● **Extracted data**
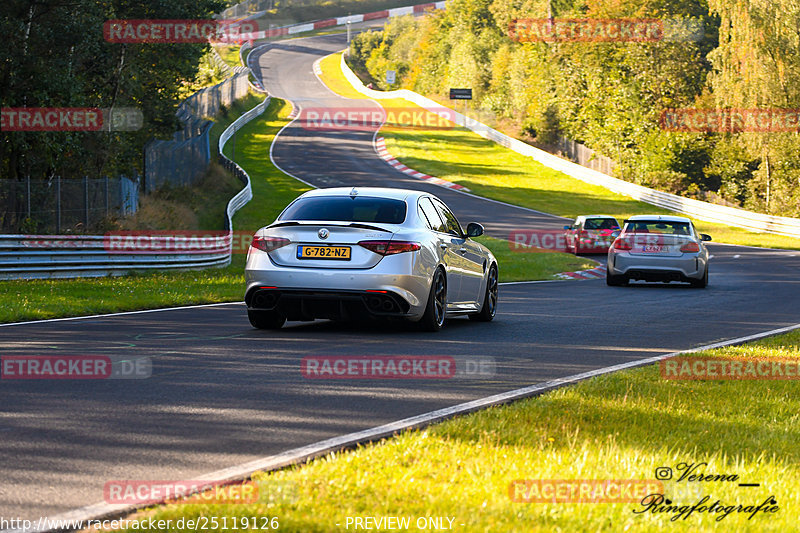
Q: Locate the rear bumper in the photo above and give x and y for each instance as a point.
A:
(308, 304)
(687, 267)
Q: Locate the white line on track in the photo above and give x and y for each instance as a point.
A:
(243, 471)
(117, 314)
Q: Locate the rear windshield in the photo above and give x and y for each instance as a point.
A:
(601, 223)
(347, 209)
(660, 227)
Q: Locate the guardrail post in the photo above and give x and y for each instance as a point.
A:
(86, 203)
(58, 204)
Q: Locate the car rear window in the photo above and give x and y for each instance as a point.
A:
(601, 223)
(659, 227)
(347, 209)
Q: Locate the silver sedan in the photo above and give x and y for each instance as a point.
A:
(658, 248)
(349, 253)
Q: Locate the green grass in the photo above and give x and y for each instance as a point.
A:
(272, 191)
(618, 426)
(488, 169)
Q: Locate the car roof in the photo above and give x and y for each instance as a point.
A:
(654, 218)
(380, 192)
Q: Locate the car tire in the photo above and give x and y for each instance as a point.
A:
(266, 319)
(489, 308)
(436, 309)
(615, 281)
(702, 282)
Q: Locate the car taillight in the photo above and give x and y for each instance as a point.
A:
(622, 244)
(267, 244)
(390, 247)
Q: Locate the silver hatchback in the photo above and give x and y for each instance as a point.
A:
(369, 252)
(658, 248)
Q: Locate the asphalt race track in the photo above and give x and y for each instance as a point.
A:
(222, 393)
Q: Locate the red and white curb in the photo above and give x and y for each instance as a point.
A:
(383, 153)
(594, 273)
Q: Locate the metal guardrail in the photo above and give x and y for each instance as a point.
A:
(708, 212)
(69, 256)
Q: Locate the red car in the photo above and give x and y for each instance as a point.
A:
(591, 234)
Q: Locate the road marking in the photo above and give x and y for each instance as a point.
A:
(116, 314)
(242, 472)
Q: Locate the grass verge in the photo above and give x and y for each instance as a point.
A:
(272, 190)
(621, 426)
(491, 170)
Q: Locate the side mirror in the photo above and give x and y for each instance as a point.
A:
(474, 229)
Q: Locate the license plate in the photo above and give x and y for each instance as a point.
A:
(341, 253)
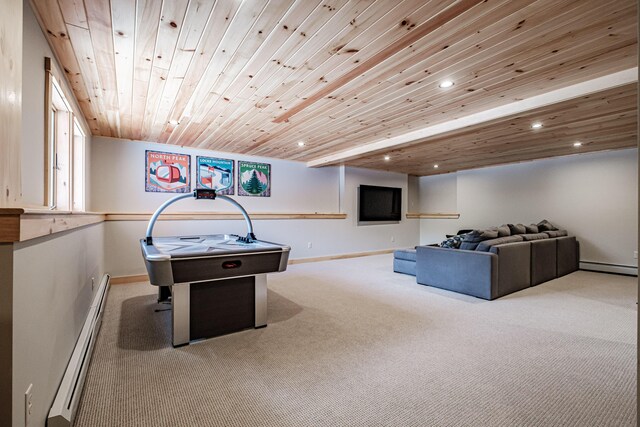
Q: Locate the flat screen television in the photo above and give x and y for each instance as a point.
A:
(379, 204)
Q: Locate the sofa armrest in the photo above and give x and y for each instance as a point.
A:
(514, 267)
(468, 272)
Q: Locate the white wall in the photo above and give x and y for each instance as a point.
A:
(51, 275)
(592, 196)
(118, 186)
(50, 305)
(119, 173)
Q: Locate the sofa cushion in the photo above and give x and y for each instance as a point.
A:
(545, 225)
(543, 261)
(452, 242)
(485, 246)
(517, 229)
(406, 254)
(503, 230)
(556, 233)
(534, 236)
(472, 239)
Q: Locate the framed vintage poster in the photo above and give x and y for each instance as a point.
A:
(167, 172)
(216, 174)
(254, 179)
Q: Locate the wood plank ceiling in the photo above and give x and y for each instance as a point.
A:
(258, 76)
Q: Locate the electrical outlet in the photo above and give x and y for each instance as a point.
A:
(28, 405)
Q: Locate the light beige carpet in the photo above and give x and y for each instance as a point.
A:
(350, 343)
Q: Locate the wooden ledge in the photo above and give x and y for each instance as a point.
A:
(20, 224)
(415, 215)
(185, 216)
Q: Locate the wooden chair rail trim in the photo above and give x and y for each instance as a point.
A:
(20, 224)
(417, 215)
(184, 216)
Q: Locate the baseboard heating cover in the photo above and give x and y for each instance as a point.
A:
(630, 270)
(66, 401)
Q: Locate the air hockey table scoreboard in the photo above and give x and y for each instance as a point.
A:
(216, 283)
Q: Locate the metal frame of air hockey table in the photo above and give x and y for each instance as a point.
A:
(173, 265)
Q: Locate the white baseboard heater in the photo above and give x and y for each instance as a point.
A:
(629, 270)
(64, 406)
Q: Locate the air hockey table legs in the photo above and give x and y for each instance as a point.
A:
(181, 309)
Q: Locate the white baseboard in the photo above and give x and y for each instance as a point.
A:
(629, 270)
(63, 409)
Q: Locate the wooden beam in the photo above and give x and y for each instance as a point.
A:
(415, 35)
(10, 104)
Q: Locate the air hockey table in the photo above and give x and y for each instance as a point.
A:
(216, 283)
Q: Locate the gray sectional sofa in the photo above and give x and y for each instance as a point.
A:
(496, 267)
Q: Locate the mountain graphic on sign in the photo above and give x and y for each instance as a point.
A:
(253, 181)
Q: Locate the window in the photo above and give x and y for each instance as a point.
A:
(65, 148)
(78, 167)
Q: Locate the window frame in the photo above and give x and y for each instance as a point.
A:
(62, 121)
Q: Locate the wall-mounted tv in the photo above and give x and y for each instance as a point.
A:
(379, 204)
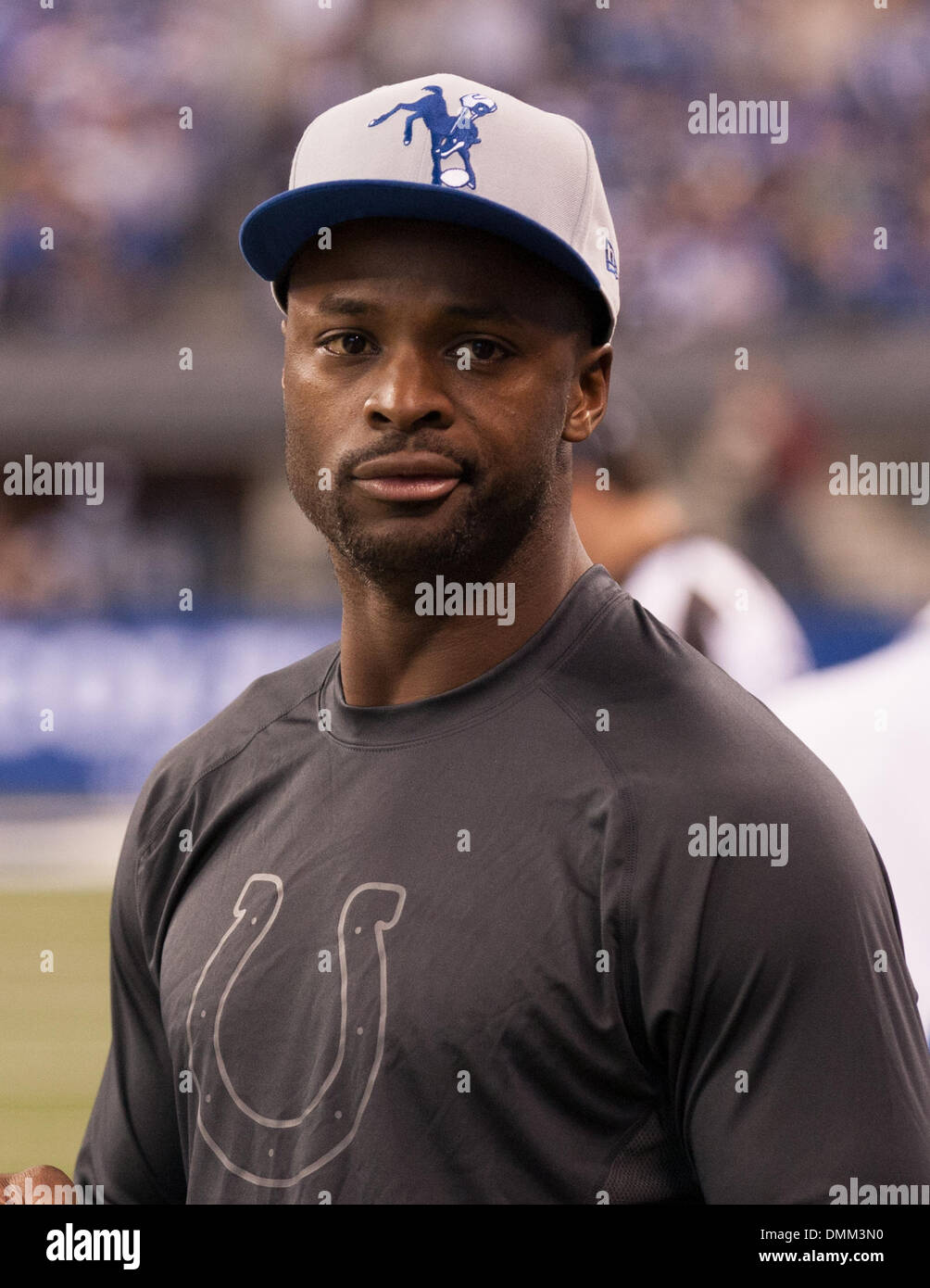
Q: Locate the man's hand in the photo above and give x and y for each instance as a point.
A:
(36, 1185)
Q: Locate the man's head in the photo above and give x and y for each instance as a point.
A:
(416, 336)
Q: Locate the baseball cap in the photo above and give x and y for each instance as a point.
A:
(446, 148)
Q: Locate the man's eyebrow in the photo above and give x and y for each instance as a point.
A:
(488, 310)
(343, 304)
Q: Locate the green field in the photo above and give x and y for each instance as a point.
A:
(55, 1028)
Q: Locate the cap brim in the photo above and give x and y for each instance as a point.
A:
(273, 234)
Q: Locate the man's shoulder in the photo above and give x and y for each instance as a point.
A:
(218, 742)
(657, 709)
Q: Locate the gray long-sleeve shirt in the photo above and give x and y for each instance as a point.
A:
(492, 947)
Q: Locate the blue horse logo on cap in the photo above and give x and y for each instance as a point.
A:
(448, 134)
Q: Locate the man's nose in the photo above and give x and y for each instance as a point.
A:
(409, 392)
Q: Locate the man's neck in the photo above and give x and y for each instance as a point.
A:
(391, 654)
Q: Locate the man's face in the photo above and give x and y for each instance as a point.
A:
(418, 337)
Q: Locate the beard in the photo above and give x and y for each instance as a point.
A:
(481, 534)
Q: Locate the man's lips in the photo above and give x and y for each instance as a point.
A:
(408, 476)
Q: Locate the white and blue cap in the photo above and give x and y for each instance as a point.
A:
(446, 148)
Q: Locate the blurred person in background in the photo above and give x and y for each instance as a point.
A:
(868, 720)
(703, 588)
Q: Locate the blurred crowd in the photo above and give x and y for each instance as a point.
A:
(712, 231)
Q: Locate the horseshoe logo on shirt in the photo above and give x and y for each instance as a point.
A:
(335, 1112)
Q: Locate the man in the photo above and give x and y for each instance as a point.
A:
(421, 918)
(706, 591)
(868, 720)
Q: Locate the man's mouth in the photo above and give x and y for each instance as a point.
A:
(408, 476)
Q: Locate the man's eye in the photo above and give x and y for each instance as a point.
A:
(350, 343)
(482, 350)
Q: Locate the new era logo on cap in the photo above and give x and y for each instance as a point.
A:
(446, 148)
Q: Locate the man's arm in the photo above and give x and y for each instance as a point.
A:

● **Given instruction**
Write out each line of the data exactly; the images should be left out.

● **Complete answer**
Q: Locate the rear bumper in the photo above and give x and y for each instance as a point.
A:
(308, 304)
(687, 267)
Q: Locate the white line on track in the photo above and give x and y for each instance as a point.
A:
(243, 471)
(117, 314)
Q: Locate the rear windshield in the photo above and give x and y for each instance as a point.
A:
(601, 223)
(347, 209)
(660, 227)
Q: Locate the guardrail post in the photo above and give x and y for each instance as a point.
A:
(86, 203)
(58, 204)
Q: Locate the car rear window in the photo above and give x and y for each instance as a point.
A:
(601, 223)
(659, 227)
(347, 209)
Q: Locate the silver sedan in the photo above and give x and y for each instance as a point.
A:
(658, 248)
(349, 253)
Q: Locate the green grass in the photo above and give x and y for each instance as a point.
A:
(272, 191)
(618, 426)
(488, 169)
Q: Locate the car roof in the photo above and give x and y for each instance as a point.
A:
(654, 218)
(380, 192)
Q: Locate the car tire in the photo above and give x and y for each instance as a point.
A:
(266, 319)
(489, 308)
(436, 309)
(615, 281)
(702, 282)
Q: Locate the car taillight in the photo above and give x and y for each instance as a point.
A:
(622, 244)
(267, 244)
(390, 247)
Q: Locate the silver hatchback in the photo above and give x and y for each instance as a point.
A:
(369, 252)
(658, 248)
Q: Locate the asphalt race track in the photo above and give x and y for each instance as a point.
A:
(222, 393)
Q: Locate the red and white curb in the photo above and give x and y for each instance as a point.
A:
(383, 153)
(594, 273)
Q: Locate the metal guardrail in the photo above and give x and y for each instance as a point.
A:
(708, 212)
(69, 256)
Q: Locate the red car in the photo above and give x and y for each instance as a point.
A:
(591, 234)
Q: Locate the road marking in the photo above and give x and y for each instance as a point.
A:
(116, 314)
(242, 472)
Q: Locate the grass verge in the photo above and give x and y for each instance as a point.
A:
(272, 190)
(621, 426)
(491, 170)
Q: Locate the side mirror in the photo above and give x and y for each instance as a point.
A:
(474, 229)
Q: Locate the license plate in the photo above and give x and y for each instance as a point.
A:
(341, 253)
Q: Locate the flat screen television in the photo above and give x and y for each instance as a point.
A:
(379, 204)
Q: Locate the sofa armrest in the photo above and give x and y for each instance as a point.
A:
(514, 267)
(468, 272)
Q: Locate the white wall in the photo above and give x and y for each instance as a point.
A:
(51, 275)
(592, 196)
(118, 186)
(50, 305)
(119, 173)
Q: Locate the sofa cushion in the photo above and give x and y for each instance as a point.
A:
(545, 225)
(543, 261)
(452, 242)
(485, 246)
(517, 229)
(406, 254)
(503, 230)
(556, 233)
(534, 236)
(472, 239)
Q: Locate the framed vintage poster in the photo above and give x and y for each instance as a point.
A:
(167, 172)
(216, 174)
(254, 179)
Q: Locate the wood plank ceiling in the photo above and give x and y for each instance as a point.
A:
(258, 76)
Q: Locate the electrical outlet in the photo above and give x and y for each instance as a point.
A:
(28, 405)
Q: Locate the light beige carpet in the photo above and give x and y for each instance as a point.
A:
(350, 343)
Q: Locate the wooden ledge in the photo above and give x and y for each instance as a point.
A:
(20, 224)
(415, 215)
(185, 216)
Q: Locate the wooden chair rail trim in the photo above and give x and y for each instance as a point.
A:
(20, 224)
(417, 215)
(184, 216)
Q: Locate the baseboard heating cover in the photo above and give x and y for each instance as a point.
A:
(630, 270)
(66, 401)
Q: Locate the air hockey table scoreboard in the photo above and give x and y for each instance as a point.
A:
(216, 283)
Q: Locate the metal frame of air hockey table in the photo above and give x and y for each instance as a point.
A:
(173, 265)
Q: Locate the white baseboard heater in the photo above and give x and y for each instance as a point.
A:
(629, 270)
(64, 406)
Q: Locate the air hockey table legs in the photo above and give x and y for each instance as a point.
A:
(181, 309)
Q: Locate the white baseboard in the photo above and give x and y for each instance as a point.
A:
(629, 270)
(63, 409)
Q: Locate the wooden beam in the photo above and give x and y for each instance as a point.
A:
(415, 35)
(10, 104)
Q: Locate the air hockey table in the photo above and give x and y for each instance as a point.
A:
(216, 283)
Q: Locate the gray sectional sofa in the photo above and give x and y for each instance as a point.
A:
(496, 267)
Q: Locate the mountain graphic on sign in the photo above and give x and y for each instance as a point.
A:
(253, 181)
Q: Locate the window in the photo above and give x and y for each instance as a point.
A:
(65, 148)
(78, 167)
Q: Locate the window frame in the photo above and give x and y for each instance as a point.
A:
(62, 121)
Q: Locate the wall-mounted tv in the photo above and give x and y for each instance as a point.
A:
(379, 204)
Q: Locate the man's hand in the photo above and give x and y for each instance as a point.
A:
(36, 1185)
Q: Locate the man's head in the photo above and give x and y for each instance as a point.
A:
(416, 336)
Q: Locate the baseball cap in the photo above and give x and y for each instance as a point.
A:
(446, 148)
Q: Locate the man's eyebrow in the photo above and give x and y for each instance as a point.
A:
(488, 310)
(343, 304)
Q: Locate the green field in the photo above and give x and y for each instance as a point.
A:
(55, 1028)
Q: Locate the cap brim in the photo above and give x and y for each instance as a point.
A:
(273, 234)
Q: Locate the man's shoulder in the photo above and give x and y for each instance as a point.
A:
(218, 742)
(657, 709)
Q: Locate the gray long-sleeve shirt in the photo above and give x and y for each instance as a point.
A:
(492, 947)
Q: Locate the blue horse logo on cap in the photo above and give x and y for each instance as a point.
A:
(448, 134)
Q: Locate the man's nose in the photo above and give x and y for each instance as a point.
A:
(409, 392)
Q: Locate the man's neck in the photo above and give x and y for each instance as a point.
A:
(391, 654)
Q: Locate the man's face in the photo above and give x and y for each instance as a point.
A:
(418, 337)
Q: Locate the beard in the photo above and give x and y for each instance as a point.
A:
(481, 534)
Q: Locate the man's lips in the photo above and give x and y for each instance as a point.
A:
(408, 476)
Q: Locate the white and blue cap in the photo above and give x and y for each instance as a point.
A:
(446, 148)
Q: Locate the blurred person in background in the photo above and give x and y for each instance as a point.
A:
(868, 720)
(703, 588)
Q: Locate the blurred crowd in the photo above and give x and y for each instance as a point.
A:
(712, 231)
Q: Locate the horseshoe logo on shirt in the photo above and give x and y for each instance as a point.
A:
(335, 1112)
Q: Locate the man in the photo above and give x and y for each instance as a point.
A:
(421, 918)
(706, 591)
(868, 720)
Q: Locate the man's mouth in the photo above and give x and y for each instance as a point.
A:
(408, 476)
Q: Locate the man's eye in the photo above and give x and y for each instance as a point.
A:
(350, 343)
(482, 350)
Q: Locate the new era logo on cap in the photo above and give x and y for each instance as a point.
A:
(446, 148)
Q: Locate the man's arm in the photo above and give x and y for each instance as a point.
A:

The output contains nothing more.